- **Exercises to complete**
**a.** Copy the stretch from "3. How often" through "(May 2, 2013)" of the forum thread on choosing a small pet, word for word.
**b.** Extend the forum thread on choosing a small pet, starting right after its last sentence.

# Choosing small pet?



## Chrono (Mar 1, 2016)

I am not sure what pet would be best for me to get. I have read that most of these pets are better as two (excluding Syrian hamsters). I am looking to get 1 rabbit, 1 Syrian hamster, 2 dwarf hamsters, 2 gerbils, 2 guinea pigs or 2 chinchillas. I have a few questions that will help me choose. 

1. What is the recommended cage size for these pets? 
2. Are they all Nocturnal? Which sleep more at night? 
3. How often do you need to clean the cage for each pet? 
4. Which pets could you leave for 2-3 days alone if needed? 
5. Friendliest to least friendly of those pets? 

Thank you!


----------



## ForestWomble (May 2, 2013)

Chrono said:


> I am not sure what pet would be best for me to get. I have read that most of these pets are better as two (excluding Syrian hamsters). I am looking to get 1 rabbit, 1 Syrian hamster, 2 dwarf hamsters, 2 gerbils, 2 guinea pigs or 2 chinchillas. I have a few questions that will help me choose.
> 
> 1. What is the recommended cage size for these pets?
> 2. Are they all Nocturnal? Which sleep more at night?
> ...


I have had Syrian hamsters and gerbils. I haven't had any of others so will only answer for those I've had, hope it helps.

OK. First Syrian hamster:

1. Aim for a minimum of 24 inches by 12 inches, and at least 12 inches tall. However bigger the better, so go as big as you can.

- **Study material**
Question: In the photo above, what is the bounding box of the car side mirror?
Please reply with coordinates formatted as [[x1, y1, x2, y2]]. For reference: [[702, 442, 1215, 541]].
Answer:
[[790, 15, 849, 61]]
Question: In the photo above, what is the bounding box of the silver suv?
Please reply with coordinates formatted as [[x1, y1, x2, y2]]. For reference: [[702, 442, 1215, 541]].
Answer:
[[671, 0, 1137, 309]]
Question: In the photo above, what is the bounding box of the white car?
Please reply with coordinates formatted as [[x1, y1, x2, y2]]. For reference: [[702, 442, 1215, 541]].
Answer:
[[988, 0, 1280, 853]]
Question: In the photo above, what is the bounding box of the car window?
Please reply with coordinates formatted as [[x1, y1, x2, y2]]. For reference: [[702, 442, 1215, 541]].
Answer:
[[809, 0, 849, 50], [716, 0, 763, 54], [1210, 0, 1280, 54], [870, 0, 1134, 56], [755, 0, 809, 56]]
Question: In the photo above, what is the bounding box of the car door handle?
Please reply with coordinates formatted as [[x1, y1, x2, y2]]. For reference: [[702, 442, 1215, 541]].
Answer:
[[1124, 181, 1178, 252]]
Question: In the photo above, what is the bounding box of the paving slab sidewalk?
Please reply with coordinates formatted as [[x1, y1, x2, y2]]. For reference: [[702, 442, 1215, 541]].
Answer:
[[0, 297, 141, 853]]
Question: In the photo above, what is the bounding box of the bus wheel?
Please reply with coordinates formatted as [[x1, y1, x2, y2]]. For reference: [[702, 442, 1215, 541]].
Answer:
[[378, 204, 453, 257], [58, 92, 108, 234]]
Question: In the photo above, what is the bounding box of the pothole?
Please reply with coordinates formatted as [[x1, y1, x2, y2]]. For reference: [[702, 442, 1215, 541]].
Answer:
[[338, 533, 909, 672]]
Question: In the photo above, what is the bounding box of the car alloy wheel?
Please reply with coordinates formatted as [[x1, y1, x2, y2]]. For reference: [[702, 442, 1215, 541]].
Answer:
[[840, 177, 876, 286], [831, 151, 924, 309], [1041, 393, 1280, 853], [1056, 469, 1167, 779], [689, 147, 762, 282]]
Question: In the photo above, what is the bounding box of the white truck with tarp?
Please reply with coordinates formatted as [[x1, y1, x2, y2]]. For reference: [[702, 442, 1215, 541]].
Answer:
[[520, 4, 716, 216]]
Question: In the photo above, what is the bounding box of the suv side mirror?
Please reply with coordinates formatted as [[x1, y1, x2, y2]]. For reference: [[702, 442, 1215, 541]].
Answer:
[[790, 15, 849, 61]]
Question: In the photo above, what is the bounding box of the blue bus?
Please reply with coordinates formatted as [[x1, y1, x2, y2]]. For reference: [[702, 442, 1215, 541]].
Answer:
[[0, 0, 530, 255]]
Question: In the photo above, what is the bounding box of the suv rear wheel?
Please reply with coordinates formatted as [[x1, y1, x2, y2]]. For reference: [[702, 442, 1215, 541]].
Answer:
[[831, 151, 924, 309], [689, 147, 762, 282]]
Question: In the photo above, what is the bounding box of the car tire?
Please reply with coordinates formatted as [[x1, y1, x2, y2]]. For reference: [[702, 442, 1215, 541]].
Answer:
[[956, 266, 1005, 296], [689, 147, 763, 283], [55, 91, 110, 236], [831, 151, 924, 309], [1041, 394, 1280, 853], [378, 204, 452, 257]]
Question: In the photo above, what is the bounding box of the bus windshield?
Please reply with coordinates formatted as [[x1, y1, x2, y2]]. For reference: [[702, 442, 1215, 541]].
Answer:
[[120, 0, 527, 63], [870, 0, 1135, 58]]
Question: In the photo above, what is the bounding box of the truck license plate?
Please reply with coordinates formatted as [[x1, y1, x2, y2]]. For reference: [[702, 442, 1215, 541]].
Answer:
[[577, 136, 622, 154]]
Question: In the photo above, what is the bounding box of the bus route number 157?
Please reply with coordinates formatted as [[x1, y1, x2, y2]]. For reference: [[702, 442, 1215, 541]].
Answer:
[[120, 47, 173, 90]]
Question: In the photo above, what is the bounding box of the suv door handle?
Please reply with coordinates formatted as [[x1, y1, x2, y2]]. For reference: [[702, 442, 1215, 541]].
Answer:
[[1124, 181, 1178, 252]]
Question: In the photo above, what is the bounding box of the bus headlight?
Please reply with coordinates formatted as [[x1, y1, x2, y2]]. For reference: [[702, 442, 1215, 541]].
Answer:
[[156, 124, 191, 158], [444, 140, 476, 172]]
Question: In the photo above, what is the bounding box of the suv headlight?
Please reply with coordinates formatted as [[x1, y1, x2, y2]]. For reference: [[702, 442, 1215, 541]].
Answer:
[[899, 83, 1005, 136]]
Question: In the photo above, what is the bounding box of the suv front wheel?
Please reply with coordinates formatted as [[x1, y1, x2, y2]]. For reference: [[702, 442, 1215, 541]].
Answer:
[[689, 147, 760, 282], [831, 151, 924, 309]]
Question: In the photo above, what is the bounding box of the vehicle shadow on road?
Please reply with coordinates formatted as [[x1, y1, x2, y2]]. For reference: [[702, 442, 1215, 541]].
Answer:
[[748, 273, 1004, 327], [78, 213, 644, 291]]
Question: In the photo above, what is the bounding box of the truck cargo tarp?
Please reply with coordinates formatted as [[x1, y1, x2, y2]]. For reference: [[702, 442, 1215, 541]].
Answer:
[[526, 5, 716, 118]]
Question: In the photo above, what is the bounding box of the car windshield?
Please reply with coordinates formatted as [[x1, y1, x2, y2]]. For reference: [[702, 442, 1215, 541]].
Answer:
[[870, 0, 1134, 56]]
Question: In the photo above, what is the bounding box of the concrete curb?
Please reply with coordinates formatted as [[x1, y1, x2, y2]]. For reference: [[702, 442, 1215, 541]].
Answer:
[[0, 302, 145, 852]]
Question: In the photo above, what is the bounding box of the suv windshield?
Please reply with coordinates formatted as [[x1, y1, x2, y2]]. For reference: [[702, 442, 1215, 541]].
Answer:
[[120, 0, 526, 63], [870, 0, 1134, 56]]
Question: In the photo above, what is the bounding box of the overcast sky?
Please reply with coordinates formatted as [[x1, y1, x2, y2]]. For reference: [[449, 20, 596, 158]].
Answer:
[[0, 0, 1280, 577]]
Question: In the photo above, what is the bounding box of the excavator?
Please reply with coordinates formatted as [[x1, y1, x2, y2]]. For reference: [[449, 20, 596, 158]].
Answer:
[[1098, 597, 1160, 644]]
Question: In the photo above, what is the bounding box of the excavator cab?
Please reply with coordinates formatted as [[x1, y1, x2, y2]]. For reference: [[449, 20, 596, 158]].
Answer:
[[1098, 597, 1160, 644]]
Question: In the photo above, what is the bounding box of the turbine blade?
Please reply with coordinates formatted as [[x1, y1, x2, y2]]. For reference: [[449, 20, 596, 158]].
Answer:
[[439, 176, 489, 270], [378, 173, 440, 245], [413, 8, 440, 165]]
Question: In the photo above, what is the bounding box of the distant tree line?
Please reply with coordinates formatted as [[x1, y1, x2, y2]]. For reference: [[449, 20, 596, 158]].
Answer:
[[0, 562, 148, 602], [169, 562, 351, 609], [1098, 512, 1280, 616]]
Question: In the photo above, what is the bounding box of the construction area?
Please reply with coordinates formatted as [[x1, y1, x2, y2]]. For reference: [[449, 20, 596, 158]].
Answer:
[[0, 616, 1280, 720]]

- **Answers to the tasks**
**a.**
3. How often do you need to clean the cage for each pet? 
4. Which pets could you leave for 2-3 days alone if needed? 
5. Friendliest to least friendly of those pets? 

Thank you!


----------



## ForestWomble (May 2, 2013)

**b.**
2. Syrians are nocturnal.
3. Once a week for a big clean, I did spot cleans when needed.
4. Not sure. You probably could, just make sure he/she has fresh water the day you leave and plenty of food. 
5. All my hamsters were friendly, some more so then others, I never got bitten.

Gerbils:

1. I have this cage: http://www.zooplus.co.uk/shop/small_pets/hutches_cages/gerbils_cages/189556 for my gerbils and there is plenty of room for them. Not sure how small you could go that is still good.
2. Gerbils are awake for a while, then have a sleep, etc etc day and night.They are more active at dawn and dusk.
3. I clean the cage once a fortnight.
4. You could leave them for a couple of days. Again just make sure they have fresh water and plenty of food.
5. I have never been bitten but they are very fast and I think prefer to not be handled too much.


----------



## Chrono (Mar 1, 2016)

Thank you!
I have narrowed it down and I will probably get a syrian hamster or a couple dwarf hamsters. Do you have any tips on buying them?
Should I buy them from a pet store? Find a breeder?
How old should they be?
What traits should I be looking for, for a healthy and friendly hamster?


----------



## ForestWomble (May 2, 2013)

Chrono said:


> Thank you!
> I have narrowed it down and I will probably get a syrian hamster or a couple dwarf hamsters. Do you have any tips on buying them?
> Should I buy them from a pet store? Find a breeder?
> How old should they be?
> What traits should I be looking for, for a healthy and friendly hamster?


Hamsters offered for sale should not be less than 5 weeks of age and males and females should be kept in separate cages to avoid buying a pregnant female. If the seller cannot guarantee the sex of any hamster then it is best to look elsewhere.

First check that the cage is clean and not overcrowded, that any droppings in the cage look firm and not runny, and that the hamsters have access to food and water.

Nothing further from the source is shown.